Below are some records; retype all of them exactly.

* Working data
============================================================

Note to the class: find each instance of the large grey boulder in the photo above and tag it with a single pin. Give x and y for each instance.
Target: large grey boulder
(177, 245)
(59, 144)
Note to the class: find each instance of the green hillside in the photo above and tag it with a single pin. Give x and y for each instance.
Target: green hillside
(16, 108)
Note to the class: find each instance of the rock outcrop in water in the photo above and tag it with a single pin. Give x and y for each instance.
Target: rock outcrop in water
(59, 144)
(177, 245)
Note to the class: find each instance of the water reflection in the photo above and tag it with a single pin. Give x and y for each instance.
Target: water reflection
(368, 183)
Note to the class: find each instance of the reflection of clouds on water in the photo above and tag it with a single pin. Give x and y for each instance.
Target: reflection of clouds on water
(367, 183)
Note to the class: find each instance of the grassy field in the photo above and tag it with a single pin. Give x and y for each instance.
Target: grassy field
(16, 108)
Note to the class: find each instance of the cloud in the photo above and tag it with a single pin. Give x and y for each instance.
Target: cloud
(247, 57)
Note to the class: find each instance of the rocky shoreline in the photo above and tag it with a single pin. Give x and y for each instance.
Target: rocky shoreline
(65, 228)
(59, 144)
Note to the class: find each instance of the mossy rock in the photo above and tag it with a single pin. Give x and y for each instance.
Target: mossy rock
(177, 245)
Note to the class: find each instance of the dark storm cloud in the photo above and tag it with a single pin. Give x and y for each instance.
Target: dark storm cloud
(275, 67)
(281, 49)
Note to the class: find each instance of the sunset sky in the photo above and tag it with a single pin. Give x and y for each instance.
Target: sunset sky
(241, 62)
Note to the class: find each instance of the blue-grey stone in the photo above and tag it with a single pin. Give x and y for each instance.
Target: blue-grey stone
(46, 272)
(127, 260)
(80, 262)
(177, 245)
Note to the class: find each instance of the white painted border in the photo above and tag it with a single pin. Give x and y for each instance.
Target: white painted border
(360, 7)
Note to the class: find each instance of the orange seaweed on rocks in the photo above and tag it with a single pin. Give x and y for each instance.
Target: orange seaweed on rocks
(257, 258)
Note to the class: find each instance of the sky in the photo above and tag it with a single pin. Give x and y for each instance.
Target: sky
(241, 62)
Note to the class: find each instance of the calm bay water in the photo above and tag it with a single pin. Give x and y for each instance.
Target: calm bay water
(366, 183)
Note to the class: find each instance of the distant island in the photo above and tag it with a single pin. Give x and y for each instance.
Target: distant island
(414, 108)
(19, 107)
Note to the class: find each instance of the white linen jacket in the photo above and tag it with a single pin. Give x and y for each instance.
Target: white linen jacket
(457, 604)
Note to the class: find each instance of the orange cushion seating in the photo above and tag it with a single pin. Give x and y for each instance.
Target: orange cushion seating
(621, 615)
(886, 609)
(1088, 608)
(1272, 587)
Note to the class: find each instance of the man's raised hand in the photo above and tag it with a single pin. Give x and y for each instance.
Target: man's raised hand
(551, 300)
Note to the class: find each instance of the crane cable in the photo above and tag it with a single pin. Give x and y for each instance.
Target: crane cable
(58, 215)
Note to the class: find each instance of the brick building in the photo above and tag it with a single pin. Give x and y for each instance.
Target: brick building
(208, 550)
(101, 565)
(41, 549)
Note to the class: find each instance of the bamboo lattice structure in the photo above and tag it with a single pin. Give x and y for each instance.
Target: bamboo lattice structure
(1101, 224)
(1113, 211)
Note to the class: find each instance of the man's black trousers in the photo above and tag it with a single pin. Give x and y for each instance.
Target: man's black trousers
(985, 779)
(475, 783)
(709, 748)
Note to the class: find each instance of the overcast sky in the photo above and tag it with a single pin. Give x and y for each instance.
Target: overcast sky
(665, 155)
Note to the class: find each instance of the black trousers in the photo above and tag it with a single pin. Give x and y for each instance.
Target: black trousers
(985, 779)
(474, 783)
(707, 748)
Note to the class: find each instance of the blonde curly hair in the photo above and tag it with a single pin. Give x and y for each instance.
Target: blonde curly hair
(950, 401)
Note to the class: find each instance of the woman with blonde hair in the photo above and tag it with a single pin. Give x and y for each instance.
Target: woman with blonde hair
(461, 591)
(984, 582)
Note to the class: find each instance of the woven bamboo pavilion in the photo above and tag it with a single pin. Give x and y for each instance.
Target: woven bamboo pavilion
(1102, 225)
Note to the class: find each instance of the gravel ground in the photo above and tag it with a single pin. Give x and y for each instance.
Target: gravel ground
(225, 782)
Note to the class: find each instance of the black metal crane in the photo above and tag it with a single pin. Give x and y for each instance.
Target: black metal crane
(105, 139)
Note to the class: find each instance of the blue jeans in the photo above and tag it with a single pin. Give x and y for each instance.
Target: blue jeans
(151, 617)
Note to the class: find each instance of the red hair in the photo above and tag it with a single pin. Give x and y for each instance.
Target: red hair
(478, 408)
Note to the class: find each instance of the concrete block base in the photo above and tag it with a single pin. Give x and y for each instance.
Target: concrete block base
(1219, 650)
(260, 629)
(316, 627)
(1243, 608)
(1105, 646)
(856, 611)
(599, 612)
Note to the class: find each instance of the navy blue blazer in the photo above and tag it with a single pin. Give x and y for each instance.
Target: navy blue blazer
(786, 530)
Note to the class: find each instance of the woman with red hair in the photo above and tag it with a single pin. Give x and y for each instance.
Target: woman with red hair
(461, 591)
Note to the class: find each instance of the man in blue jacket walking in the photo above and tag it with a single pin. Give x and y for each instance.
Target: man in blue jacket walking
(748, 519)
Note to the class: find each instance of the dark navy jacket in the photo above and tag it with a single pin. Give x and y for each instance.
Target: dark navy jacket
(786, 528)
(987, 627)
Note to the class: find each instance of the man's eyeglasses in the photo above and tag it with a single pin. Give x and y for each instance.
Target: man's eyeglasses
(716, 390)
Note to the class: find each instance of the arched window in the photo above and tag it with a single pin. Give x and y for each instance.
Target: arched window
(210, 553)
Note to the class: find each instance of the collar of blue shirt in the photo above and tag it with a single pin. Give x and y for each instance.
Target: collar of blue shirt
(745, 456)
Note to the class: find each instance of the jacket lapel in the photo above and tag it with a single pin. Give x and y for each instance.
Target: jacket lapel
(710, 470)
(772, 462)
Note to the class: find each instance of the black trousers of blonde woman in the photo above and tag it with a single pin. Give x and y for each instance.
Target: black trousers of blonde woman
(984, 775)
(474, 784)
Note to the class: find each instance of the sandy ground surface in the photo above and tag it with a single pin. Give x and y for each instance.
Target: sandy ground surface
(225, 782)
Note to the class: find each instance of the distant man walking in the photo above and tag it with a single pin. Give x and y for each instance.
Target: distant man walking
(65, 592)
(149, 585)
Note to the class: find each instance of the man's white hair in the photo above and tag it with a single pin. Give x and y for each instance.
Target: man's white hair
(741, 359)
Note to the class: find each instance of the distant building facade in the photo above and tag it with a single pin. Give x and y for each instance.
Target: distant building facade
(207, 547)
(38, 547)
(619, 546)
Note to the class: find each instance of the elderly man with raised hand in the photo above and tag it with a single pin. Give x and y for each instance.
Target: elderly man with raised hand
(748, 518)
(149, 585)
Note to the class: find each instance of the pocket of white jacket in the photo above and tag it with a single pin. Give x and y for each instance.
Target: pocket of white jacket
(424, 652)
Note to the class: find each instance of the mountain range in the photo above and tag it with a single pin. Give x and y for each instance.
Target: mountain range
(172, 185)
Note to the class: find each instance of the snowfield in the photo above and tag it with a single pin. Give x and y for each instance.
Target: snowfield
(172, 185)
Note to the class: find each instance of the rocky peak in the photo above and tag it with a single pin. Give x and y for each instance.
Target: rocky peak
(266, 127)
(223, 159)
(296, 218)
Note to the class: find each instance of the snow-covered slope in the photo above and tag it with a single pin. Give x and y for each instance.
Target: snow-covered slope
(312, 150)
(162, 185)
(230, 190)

============================================================

* Reply
Note to the class: find each instance of the large grey boulder in the photo above and tag it with a single pin. Give x and y for each instance.
Target: large grey boulder
(177, 245)
(59, 144)
Note to the class: find each instance of the green hillside in the photo above and tag it with a single pin. Give x and y for each instance.
Target: green hillside
(16, 108)
Note to the class: find each instance of the rock outcrop in water in the photo above and tag it with a single pin. Give x and y for each instance.
Target: rock outcrop in water
(59, 144)
(177, 245)
Note to the class: find each instance of the water reflection in the photo above and tag it with a single pin. Give x and y for each instance.
Target: water reflection
(368, 183)
Note to the class: find each instance of the reflection of clouds on water in the photo above and tag it with a single pin. Give x and y for each instance.
Target: reflection of clouds on water
(367, 183)
Note to the class: find each instance of the grassy field in the photo above and tag it with a single pin. Give x and y for each instance.
Target: grassy field
(16, 108)
Note to the class: find each instance of the cloud in the photo above and tag it with a single pin. Give x and y for each instance.
Target: cloud
(247, 57)
Note to the class: find each instance of the rocky shoreline in the photo above and tag it with a single pin. Give x and y for each instance.
Target: rocky shoreline
(65, 228)
(59, 144)
Note to the class: find each instance of the mossy rock in the photo above and tag it with a single pin. Give x and y for each instance.
Target: mossy rock
(177, 245)
Note to the class: find each instance of the dark storm cloud in the photo above and tag it with a single pin. Give x and y for each instance.
Target: dark storm cloud
(275, 67)
(281, 49)
Note to the class: find each instance of the sunset sky in the photo above and tag it with a single pin. Give x and y for each instance.
Target: sunset sky
(241, 62)
Note to the class: find each instance of the blue-grey stone in the photo above and tag it with a single pin. Give x and y for each instance.
Target: blue-grey stone
(46, 272)
(127, 260)
(80, 262)
(177, 245)
Note to the class: find each instance of the white painted border in the photo above and tag it with a single pin. Give x and y for each instance.
Target: white painted border
(360, 7)
Note to the class: find each instance of the orange seaweed on rocks in the photo above and tag it with a single pin. Give x and y for each instance.
Target: orange seaweed on rocks
(257, 258)
Note to the class: find each instance of the sky in the photo above and tag it with a single pin. Give x and y for each instance.
Target: sky
(241, 62)
Note to the class: find each instance of the calm bay water in the photo above and tag it with a single pin. Give x and y for each instance.
Target: calm bay water
(366, 183)
Note to the class: find each instance of the distant island in the photo above and tag it with a single pin. Give x and y for each instance.
Target: distant island
(414, 108)
(19, 107)
Note to the class: find each instance of the white linen jacket in the photo above and tag it with a single pin. Give x and y for each instance.
Target: white linen jacket
(457, 604)
Note to the class: find each instance of the orange cushion seating in the photo above and tag it with a single pin. Give x and y for each instance.
Target: orange cushion seating
(621, 615)
(886, 609)
(1088, 608)
(1272, 587)
Note to the class: find each instance of the man's raised hand in the photo above and tag it with a single pin. Give x and y for each instance.
Target: man's raised hand
(551, 300)
Note to the class: find each instance of the crane cable in the photo above and tag it with a single pin. Give x and y for each instance.
Target: crane cable
(58, 215)
Note to the class: find each instance of the brick building in the photo above and tag it with a single pin. Give x and y for each instance.
Target: brick building
(208, 550)
(101, 565)
(41, 549)
Note to the class: find each instance of the bamboo lattice structure in the photo above and tag it with a single pin. Give x and y for each instance.
Target: bamboo lattice structure
(1101, 224)
(1113, 211)
Note to the class: find each instance of the man's black trousers in the photo above and tag it with a single pin. Give x and y for each instance.
Target: man's black trousers
(985, 779)
(475, 783)
(709, 748)
Note to the class: find each instance of the overcast sky in the photo above and tag it with a single pin. Give x and y for each instance.
Target: overcast sky
(665, 155)
Note to the class: find each instance of the black trousers in the photo above and tag it with a single pin. Give x and y for each instance.
Target: black trousers
(985, 779)
(474, 783)
(707, 748)
Note to the class: find each instance of the blonde curly hair in the photo above and tag it with a single pin. Give x and y for each instance.
Target: blonde curly hair
(950, 401)
Note to the class: find each instance of the woman with blonde hair in the photo above and tag it with a single pin. Give x and y for each instance.
Target: woman with blonde hair
(461, 591)
(984, 582)
Note to the class: find each instance of the woven bamboo pavilion in the photo above and tag it with a single pin. Give x and y for each instance.
Target: woven bamboo pavilion
(1102, 225)
Note to the class: find each instance of the gravel ground in the photo above and tag it with a single pin. Give x and y for each instance.
Target: gravel ground
(225, 782)
Note to the class: find each instance of the black metal crane in the photo above and tag it with a single pin. Give x and y for each instance.
Target: black metal crane
(105, 139)
Note to the class: find each instance of the blue jeans in the photo above and tag it with a single pin. Give x and y for each instance.
Target: blue jeans
(151, 617)
Note to the class: find each instance of the red hair in the photo above and tag it with a single pin. Give x and y for each instance.
Target: red hair
(478, 408)
Note to the class: find each instance of the concrete block base in the photo above and tag it with a single pin. Give x and y for each instance.
Target: concrete block base
(1219, 650)
(260, 629)
(316, 627)
(1243, 608)
(1105, 646)
(856, 611)
(599, 612)
Note to the class: find each instance of the navy blue blazer in the photo above and tag it with a single pin. Give x and y for each instance.
Target: navy blue blazer
(786, 530)
Note to the class: find each instance of the woman with red hair in the photo above and tag it with a single pin. Give x and y for each instance.
Target: woman with red hair
(461, 591)
Note to the class: find each instance of the man in blue jacket walking in the photo above and tag it with a single pin. Give x and y for each instance.
Target: man in blue jacket walking
(748, 519)
Note to the class: find each instance of the dark navy jacket in the photo above and tag it with a single pin. Give x and y for each instance.
Target: dark navy jacket
(786, 528)
(987, 627)
Note to the class: find each instance of the man's eyeglasses in the photo above and tag it with a single pin. Give x and y for each instance.
Target: man's eyeglasses
(716, 390)
Note to the class: find each instance of the arched window in the photo above and tag it with a single pin. Give x and y for each instance.
Target: arched window
(210, 553)
Note to the class: find each instance of the collar of blue shirt in the photo above and tag it with a single pin. Give x and y for each instance.
Target: collar of blue shirt
(745, 456)
Note to the class: find each instance of the jacket lapel in the photo above and tag it with a single pin. Give x and y for each instance.
Target: jacket lapel
(710, 470)
(772, 462)
Note to the class: find each instance of the black trousers of blonde woman in the photo above and tag it with a single pin. Give x and y for each instance.
Target: black trousers of blonde woman
(984, 775)
(474, 784)
Note to the class: find each instance of the sandy ground surface in the photo above and tag it with a single pin. Give x and y for each instance.
Target: sandy ground surface
(225, 782)
Note to the class: find each instance of the distant man walking in the photo above and tag it with a single pin. Give x and y for each instance.
Target: distant man walking
(65, 592)
(149, 585)
Note to the class: find each instance of the man's white hair in the photo above and tag it with a single pin. Give x and y for each instance.
Target: man's white hair
(741, 359)
Note to the class: find each instance of the distant building facade in the photo above and tag it with a single pin. Give x and y for each instance.
Target: distant building facade
(207, 547)
(38, 547)
(619, 546)
Note to the class: find each instance of the elderly man with raised hand in the photo above and tag it with a single pin. Give x and y for each instance.
Target: elderly man with raised hand
(748, 518)
(149, 585)
Note to the class: find each instance of the pocket of white jacket in the photo above and tag it with a single pin. Give x and y for each instance.
Target: pocket of white jacket
(424, 652)
Note to the class: find each instance of the mountain range in the photo above and tag it with a single pin. Give x and y for each instance.
Target: mountain range
(172, 185)
Note to the class: find each instance of the snowfield in the photo above and tag it with a single pin. Give x and y for each instance.
Target: snowfield
(172, 185)
Note to the class: find each instance of the rocky peak in the photo above and tag it with a single pin. Give x and y for each instance.
Target: rocky peak
(266, 127)
(223, 159)
(296, 218)
Note to the class: find each instance of the snow-covered slope in the photo above and tag it with a single pin. Give x and y for each instance.
Target: snow-covered slope
(312, 150)
(162, 185)
(230, 190)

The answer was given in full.